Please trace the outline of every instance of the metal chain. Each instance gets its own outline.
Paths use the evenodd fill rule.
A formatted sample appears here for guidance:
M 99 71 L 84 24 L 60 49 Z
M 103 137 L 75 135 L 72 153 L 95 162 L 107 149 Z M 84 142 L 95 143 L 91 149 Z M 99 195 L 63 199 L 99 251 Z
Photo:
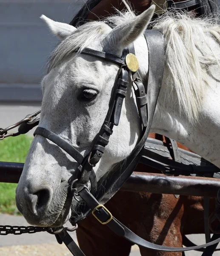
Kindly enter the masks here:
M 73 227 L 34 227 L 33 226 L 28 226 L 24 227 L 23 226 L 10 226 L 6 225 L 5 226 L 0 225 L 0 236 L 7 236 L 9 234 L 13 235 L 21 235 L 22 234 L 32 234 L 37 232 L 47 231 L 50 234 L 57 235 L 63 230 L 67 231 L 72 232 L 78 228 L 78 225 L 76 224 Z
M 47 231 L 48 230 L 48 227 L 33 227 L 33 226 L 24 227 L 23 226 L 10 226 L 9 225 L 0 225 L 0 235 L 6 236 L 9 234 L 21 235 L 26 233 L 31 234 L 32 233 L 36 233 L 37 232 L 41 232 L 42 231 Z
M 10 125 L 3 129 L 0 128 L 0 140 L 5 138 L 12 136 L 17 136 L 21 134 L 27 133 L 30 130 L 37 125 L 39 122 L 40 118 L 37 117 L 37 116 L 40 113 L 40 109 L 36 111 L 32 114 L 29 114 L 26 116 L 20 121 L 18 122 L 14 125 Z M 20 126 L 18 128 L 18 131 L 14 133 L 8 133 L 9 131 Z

=====

* _GIVEN EXERCISE_
Rewrite the records above with "metal chain" swapped for "rope" and everything else left unchanged, and omit the pictures from your answer.

* _WRITTEN REPLY_
Please trace the outline of every instance of the rope. Each instance gets its own outline.
Paths use the evenodd fill rule.
A formatted sample appears here for guidance:
M 99 71 L 84 24 L 60 49 Z
M 103 137 L 75 135 L 72 153 L 95 162 L 107 149 Z M 84 142 L 95 143 L 91 149 Z M 99 195 L 63 199 L 99 251 Z
Photo:
Kindly enter the masks here:
M 73 227 L 34 227 L 33 226 L 28 226 L 24 227 L 23 226 L 10 226 L 6 225 L 5 226 L 0 225 L 0 236 L 7 236 L 9 234 L 13 235 L 21 235 L 22 234 L 32 234 L 37 232 L 47 231 L 50 234 L 57 235 L 63 230 L 67 231 L 72 232 L 78 228 L 78 225 L 76 224 Z
M 47 231 L 48 230 L 48 227 L 33 227 L 33 226 L 24 227 L 23 226 L 10 226 L 9 225 L 0 225 L 0 235 L 6 236 L 9 234 L 21 235 L 26 233 L 31 234 L 32 233 L 36 233 L 37 232 L 41 232 L 42 231 Z
M 10 125 L 3 129 L 0 128 L 0 140 L 5 138 L 12 136 L 17 136 L 21 134 L 27 133 L 30 130 L 37 125 L 39 122 L 40 118 L 37 117 L 37 116 L 40 113 L 40 109 L 36 111 L 32 114 L 29 114 L 26 116 L 20 121 L 18 122 L 14 125 Z M 20 126 L 18 128 L 18 131 L 14 133 L 8 133 L 9 131 Z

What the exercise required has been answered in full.